WRITTEN PROBLEM: Write out the entries, please, from the line containing "of the hood" through their final line, exactly and with nothing else.

DATASET:
>> START
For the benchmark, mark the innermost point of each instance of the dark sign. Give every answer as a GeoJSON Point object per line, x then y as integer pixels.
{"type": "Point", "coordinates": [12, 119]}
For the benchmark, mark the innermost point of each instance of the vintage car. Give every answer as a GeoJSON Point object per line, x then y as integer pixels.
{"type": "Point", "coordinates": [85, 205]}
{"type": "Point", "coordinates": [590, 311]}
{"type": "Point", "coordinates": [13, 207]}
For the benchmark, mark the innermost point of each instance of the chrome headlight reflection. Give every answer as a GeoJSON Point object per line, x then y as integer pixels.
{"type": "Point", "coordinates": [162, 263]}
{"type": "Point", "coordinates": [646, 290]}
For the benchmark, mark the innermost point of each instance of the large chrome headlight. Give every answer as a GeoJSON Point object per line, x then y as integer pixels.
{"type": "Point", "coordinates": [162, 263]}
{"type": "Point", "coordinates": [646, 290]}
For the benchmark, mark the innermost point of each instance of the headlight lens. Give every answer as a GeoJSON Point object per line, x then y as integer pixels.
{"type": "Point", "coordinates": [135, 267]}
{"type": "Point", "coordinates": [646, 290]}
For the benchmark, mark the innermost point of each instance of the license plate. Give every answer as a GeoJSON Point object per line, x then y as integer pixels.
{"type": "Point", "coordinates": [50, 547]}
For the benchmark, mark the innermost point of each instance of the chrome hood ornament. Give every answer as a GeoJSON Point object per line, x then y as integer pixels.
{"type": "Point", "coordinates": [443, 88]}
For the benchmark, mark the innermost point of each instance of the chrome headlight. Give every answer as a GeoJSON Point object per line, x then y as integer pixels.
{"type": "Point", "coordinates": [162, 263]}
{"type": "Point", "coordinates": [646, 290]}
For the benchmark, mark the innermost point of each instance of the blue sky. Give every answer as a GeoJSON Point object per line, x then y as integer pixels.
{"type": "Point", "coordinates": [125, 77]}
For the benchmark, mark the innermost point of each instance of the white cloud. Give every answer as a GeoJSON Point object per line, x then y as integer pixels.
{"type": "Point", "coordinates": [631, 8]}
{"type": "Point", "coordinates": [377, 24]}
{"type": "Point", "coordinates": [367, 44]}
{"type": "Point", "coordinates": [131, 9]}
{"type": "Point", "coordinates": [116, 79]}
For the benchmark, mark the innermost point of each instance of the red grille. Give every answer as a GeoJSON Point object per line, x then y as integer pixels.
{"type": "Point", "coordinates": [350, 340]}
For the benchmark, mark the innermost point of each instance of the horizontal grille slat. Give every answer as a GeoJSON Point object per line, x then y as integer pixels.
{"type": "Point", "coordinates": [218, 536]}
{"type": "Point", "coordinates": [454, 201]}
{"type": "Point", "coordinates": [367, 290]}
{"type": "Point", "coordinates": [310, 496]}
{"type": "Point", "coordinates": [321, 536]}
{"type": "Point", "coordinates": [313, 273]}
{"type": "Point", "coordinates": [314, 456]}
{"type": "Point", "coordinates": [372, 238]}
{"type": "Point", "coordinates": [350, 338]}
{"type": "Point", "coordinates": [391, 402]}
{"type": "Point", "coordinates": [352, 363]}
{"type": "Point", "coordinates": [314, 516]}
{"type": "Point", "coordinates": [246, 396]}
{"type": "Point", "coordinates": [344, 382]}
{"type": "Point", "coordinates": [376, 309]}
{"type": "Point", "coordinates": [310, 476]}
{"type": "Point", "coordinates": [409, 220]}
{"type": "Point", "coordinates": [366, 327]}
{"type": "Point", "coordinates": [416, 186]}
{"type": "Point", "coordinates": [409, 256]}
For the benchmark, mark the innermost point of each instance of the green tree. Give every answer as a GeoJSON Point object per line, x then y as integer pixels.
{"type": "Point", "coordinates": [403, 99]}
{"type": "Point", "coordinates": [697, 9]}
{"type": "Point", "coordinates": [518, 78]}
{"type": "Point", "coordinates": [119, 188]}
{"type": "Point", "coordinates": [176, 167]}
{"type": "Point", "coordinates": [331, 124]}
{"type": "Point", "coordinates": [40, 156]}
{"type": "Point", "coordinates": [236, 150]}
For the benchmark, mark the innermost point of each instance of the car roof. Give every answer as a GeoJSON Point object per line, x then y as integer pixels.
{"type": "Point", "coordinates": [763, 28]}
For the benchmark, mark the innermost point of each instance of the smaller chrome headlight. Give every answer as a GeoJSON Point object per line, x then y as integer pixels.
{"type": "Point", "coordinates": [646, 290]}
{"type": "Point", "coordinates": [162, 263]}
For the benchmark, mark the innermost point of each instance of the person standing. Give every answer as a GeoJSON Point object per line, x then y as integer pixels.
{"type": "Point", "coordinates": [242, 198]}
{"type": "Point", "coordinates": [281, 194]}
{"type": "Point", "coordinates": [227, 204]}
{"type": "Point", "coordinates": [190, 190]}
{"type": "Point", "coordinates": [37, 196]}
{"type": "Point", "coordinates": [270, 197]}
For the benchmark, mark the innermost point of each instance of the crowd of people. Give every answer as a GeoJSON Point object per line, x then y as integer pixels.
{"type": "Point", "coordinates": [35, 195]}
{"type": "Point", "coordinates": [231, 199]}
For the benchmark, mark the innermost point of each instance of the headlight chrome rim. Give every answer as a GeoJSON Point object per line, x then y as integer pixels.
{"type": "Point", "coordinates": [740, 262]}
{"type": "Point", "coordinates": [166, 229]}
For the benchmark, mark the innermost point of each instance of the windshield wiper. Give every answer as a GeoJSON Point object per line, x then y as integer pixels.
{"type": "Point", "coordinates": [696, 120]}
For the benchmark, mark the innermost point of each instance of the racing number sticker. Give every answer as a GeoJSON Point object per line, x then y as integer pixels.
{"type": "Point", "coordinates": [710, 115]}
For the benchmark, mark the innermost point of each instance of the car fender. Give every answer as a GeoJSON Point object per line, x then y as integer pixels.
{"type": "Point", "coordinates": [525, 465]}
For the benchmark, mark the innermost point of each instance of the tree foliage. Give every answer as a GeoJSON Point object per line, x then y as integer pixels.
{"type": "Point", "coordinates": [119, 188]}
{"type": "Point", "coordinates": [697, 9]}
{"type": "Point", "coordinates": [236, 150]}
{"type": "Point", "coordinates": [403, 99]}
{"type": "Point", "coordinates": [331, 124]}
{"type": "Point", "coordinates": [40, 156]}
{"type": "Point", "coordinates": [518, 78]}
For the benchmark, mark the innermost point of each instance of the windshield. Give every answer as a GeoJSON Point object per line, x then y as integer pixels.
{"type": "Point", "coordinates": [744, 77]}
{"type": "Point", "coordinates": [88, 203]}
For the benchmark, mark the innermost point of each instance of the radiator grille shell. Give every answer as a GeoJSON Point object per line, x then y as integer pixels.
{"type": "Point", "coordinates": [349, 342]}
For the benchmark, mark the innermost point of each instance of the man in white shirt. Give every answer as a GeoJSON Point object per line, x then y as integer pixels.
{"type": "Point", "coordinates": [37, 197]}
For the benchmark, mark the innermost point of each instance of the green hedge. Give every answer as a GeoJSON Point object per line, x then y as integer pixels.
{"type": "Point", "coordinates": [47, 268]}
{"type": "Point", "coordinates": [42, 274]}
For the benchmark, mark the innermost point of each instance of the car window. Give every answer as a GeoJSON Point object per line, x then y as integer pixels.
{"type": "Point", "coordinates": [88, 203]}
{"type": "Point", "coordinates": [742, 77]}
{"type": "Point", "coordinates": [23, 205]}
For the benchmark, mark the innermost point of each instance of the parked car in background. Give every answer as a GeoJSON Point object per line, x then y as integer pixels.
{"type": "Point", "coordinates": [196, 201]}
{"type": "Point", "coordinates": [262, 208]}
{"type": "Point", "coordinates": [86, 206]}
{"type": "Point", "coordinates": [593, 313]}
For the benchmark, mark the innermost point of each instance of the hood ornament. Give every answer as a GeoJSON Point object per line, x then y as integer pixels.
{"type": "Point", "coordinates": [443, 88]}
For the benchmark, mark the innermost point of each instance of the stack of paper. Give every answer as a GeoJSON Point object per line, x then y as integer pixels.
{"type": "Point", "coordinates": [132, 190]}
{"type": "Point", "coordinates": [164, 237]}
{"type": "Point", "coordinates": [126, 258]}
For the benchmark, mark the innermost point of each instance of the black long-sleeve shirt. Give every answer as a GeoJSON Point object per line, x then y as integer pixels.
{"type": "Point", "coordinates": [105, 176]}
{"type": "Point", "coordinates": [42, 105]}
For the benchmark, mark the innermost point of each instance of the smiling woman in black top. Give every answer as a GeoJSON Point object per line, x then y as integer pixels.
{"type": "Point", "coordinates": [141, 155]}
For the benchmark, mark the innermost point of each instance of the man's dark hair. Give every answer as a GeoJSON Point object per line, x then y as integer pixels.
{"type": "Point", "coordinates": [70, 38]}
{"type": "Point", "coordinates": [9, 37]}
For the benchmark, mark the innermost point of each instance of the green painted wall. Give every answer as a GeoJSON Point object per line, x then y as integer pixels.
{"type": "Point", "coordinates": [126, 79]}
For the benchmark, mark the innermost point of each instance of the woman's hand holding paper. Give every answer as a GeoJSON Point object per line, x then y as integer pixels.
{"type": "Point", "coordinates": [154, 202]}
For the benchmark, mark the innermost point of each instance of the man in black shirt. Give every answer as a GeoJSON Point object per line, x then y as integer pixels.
>> END
REPLY:
For the benchmark, mark the innermost point of each instance of the hood ornament. Give every answer as a GeoJSON Point object per line, x then y as integer pixels.
{"type": "Point", "coordinates": [443, 88]}
For the benchmark, mark the innermost point of each instance of the stack of paper. Give every answer as a GeoJSON Point object per line, x then y as integer pixels.
{"type": "Point", "coordinates": [132, 190]}
{"type": "Point", "coordinates": [164, 237]}
{"type": "Point", "coordinates": [126, 258]}
For the benchmark, mark the innermost point of each instance of the black long-sleeve shirt. Give every answer as a GeoJSON Point object per line, x then y as integer pixels.
{"type": "Point", "coordinates": [105, 176]}
{"type": "Point", "coordinates": [42, 105]}
For the benchmark, mark the innermost point of each instance of the smiling woman in black top. Give every answer as a GeoJSON Point object per line, x then y as integer pixels.
{"type": "Point", "coordinates": [141, 155]}
For the benchmark, mark the innermost point of each instance of the man's dark hair. Give every answer as a GeoJSON Point object per line, x then y as integer pixels.
{"type": "Point", "coordinates": [70, 38]}
{"type": "Point", "coordinates": [9, 37]}
For the benchmark, mark the innermost point of each instance of the green painted wall. Give every answer as a GeoJSON Point object per line, x then y as integer pixels.
{"type": "Point", "coordinates": [126, 79]}
For the benchmark, mark the innermost point of each instance of the woman's hand holding paper. Give every answer as a GeoJSON Point object per line, x then y as integer pixels.
{"type": "Point", "coordinates": [154, 202]}
For the benchmark, mark the innermost point of each instance of the man in black shirt. Give every answer as a GeoJSON Point object per line, x then y as integer pixels.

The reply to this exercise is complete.